Excerpted passage:
Continues the work started in #2278 by adding bindings to allow using hyper's server stack from a C runtime. The patterns are based on the model used on the client side, and the two can be used simultaneously (e.g. using the client bindings to make down-stream HTTP calls as part of serving an upstream request).

I understand that the project is currently focussed on the 1.0 stabilization (woo!) and I realise that this MR isn't part of that process, but there's various teams across my area of Microsoft who would really like to start using hyper in our C/C++ projects to take advantage of the benefits that hyper is already providing to our Rust codebases elsewhere. Thus it would be really great to get a first-pass review of the approach soon to try and head off any churn down the line, if possible?

I've added an example C integration (capi/examples/server.c) that simply logs information about the request then responds with a 404 to everything.

Supplied information:
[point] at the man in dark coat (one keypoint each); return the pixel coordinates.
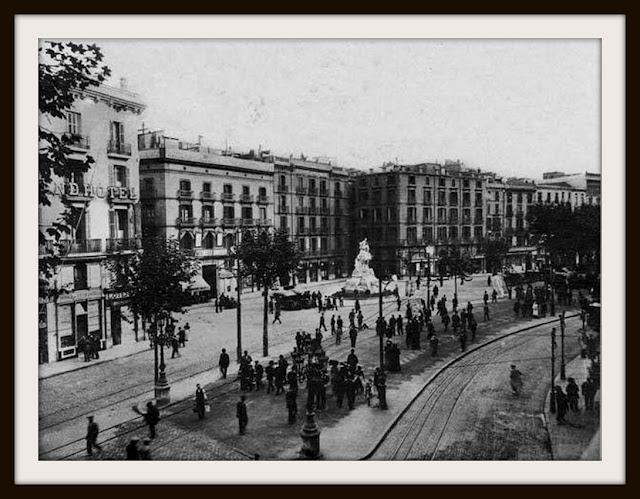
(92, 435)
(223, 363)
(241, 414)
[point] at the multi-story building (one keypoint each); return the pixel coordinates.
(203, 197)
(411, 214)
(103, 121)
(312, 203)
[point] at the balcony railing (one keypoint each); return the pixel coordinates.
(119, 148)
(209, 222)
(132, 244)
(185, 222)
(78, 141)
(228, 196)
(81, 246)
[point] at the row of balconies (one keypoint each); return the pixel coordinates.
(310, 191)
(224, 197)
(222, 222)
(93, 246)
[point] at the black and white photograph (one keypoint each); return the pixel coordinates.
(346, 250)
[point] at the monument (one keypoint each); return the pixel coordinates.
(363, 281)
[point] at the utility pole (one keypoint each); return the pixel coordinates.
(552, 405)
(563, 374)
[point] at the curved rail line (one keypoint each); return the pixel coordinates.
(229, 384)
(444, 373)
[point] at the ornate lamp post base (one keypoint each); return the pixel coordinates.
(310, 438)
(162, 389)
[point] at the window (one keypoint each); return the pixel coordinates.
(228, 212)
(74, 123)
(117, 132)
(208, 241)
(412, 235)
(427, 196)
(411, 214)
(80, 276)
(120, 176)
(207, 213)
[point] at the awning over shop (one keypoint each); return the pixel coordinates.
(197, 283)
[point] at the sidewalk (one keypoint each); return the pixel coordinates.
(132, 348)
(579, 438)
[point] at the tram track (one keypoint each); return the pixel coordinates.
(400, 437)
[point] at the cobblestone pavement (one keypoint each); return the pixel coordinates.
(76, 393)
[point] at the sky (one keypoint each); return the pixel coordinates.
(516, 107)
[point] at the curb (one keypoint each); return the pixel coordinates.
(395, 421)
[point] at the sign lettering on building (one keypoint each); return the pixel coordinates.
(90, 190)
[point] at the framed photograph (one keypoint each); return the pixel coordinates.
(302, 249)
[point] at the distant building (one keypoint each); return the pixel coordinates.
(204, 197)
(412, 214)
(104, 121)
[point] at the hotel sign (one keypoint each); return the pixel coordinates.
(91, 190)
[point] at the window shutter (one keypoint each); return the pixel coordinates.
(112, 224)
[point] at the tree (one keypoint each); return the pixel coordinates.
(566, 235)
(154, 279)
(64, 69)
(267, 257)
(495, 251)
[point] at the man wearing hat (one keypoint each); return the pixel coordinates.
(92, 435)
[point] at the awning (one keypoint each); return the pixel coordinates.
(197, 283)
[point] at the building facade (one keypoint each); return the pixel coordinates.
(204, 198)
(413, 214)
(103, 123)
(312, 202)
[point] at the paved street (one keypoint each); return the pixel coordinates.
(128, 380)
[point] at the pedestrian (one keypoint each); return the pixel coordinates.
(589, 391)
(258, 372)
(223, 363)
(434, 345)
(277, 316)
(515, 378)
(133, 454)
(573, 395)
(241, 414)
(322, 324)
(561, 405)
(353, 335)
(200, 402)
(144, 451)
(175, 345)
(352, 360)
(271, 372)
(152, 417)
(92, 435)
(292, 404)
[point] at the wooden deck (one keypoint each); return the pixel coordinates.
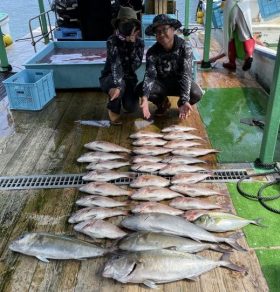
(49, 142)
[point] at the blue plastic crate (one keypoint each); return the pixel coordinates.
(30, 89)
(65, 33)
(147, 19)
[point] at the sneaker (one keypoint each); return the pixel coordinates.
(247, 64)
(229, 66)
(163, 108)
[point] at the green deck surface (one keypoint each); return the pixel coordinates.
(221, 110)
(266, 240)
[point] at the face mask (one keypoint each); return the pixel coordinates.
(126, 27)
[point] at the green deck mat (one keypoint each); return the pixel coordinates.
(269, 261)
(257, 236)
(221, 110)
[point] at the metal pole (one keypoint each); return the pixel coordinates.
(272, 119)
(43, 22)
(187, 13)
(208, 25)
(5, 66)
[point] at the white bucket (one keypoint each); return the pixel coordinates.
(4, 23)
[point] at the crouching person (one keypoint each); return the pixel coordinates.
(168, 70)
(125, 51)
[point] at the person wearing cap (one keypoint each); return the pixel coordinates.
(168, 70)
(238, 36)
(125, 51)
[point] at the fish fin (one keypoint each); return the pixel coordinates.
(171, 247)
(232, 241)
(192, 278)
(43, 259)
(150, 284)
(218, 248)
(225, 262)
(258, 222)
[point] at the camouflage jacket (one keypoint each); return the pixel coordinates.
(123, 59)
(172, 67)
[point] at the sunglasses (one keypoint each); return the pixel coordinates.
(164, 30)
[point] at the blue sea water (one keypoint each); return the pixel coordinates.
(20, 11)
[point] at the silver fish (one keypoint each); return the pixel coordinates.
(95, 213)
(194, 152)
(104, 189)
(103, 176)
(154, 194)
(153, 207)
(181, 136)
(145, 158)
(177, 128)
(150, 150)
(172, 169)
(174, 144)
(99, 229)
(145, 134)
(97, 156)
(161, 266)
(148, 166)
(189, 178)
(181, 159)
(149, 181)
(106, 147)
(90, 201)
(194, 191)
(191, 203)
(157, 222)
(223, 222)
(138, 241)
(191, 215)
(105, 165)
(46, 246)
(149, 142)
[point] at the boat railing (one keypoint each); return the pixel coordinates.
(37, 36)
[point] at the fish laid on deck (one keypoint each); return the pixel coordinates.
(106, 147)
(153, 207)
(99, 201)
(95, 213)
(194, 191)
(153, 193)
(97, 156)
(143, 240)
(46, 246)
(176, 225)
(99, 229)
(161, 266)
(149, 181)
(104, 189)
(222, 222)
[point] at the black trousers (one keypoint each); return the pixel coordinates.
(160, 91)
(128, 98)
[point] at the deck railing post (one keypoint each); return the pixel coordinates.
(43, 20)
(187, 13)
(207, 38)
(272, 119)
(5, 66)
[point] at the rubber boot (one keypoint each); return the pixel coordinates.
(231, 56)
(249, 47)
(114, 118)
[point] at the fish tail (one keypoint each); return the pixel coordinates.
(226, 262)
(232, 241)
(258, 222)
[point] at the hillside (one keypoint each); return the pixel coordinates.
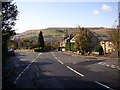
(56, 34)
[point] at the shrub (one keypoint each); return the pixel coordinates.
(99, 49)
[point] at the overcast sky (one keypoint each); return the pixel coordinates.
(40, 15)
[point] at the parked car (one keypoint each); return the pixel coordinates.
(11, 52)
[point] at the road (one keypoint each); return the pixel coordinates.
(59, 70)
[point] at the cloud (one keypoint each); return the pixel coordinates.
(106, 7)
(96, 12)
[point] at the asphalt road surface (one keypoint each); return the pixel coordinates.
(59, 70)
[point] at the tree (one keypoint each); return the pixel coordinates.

What to do:
- 1) Reproduce the part of the hyper server bindings description that opens with the words containing "I understand that" and closes with "404 to everything.".
- 2) Write the next part of the description of the hyper C server bindings, starting after its last sentence.

Expected responses:
- 1)
I understand that the project is currently focussed on the 1.0 stabilization (woo!) and I realise that this MR isn't part of that process, but there's various teams across my area of Microsoft who would really like to start using hyper in our C/C++ projects to take advantage of the benefits that hyper is already providing to our Rust codebases elsewhere. Thus it would be really great to get a first-pass review of the approach soon to try and head off any churn down the line, if possible?

I've added an example C integration (capi/examples/server.c) that simply logs information about the request then responds with a 404 to everything.

- 2)
Implementation details of note:

  • The service callback (where the C code implements business logic for handling requests) is given the request and a channel handle and completes the request by passing a response back on the channel, this allows the service callback to be asynchronous/multi-threaded/deferred etc.
  • I added a timer heap implementation so the server configuration can set timeouts (e.g. to protect against slow loris attacks) this currently exposes millisecond accuracy to the C code since that's the granularity of epoll_wait's timeout argument though there is also epoll_pwait2 which goes down to nanoseconds so maybe the FFI should expose them?
  • I made the ffi feature depend on all the other related features for now, mostly as a QoL for people using the FFI bindings (since the FFI code isn't feature aware yet)
  • I added an AutoConnection layer that restores the behaviour of "trying HTTP/1.x and, if it sees the HTTP/2 prelude rewinds and switches to HTTP/2 mode". I've tried to make this generic so it is possibly in a fit state to be lifted to hyper-utils rather than being in the FFI code?

Other smaller notes:

  • Simplified the header-generation code a lot by using cargo expand's ability to show a single module from a crate (so we no longer need to build a fake crate to be able to run bindgen)
  • Formatted the C example code with clang-format (with some rust-familar settings)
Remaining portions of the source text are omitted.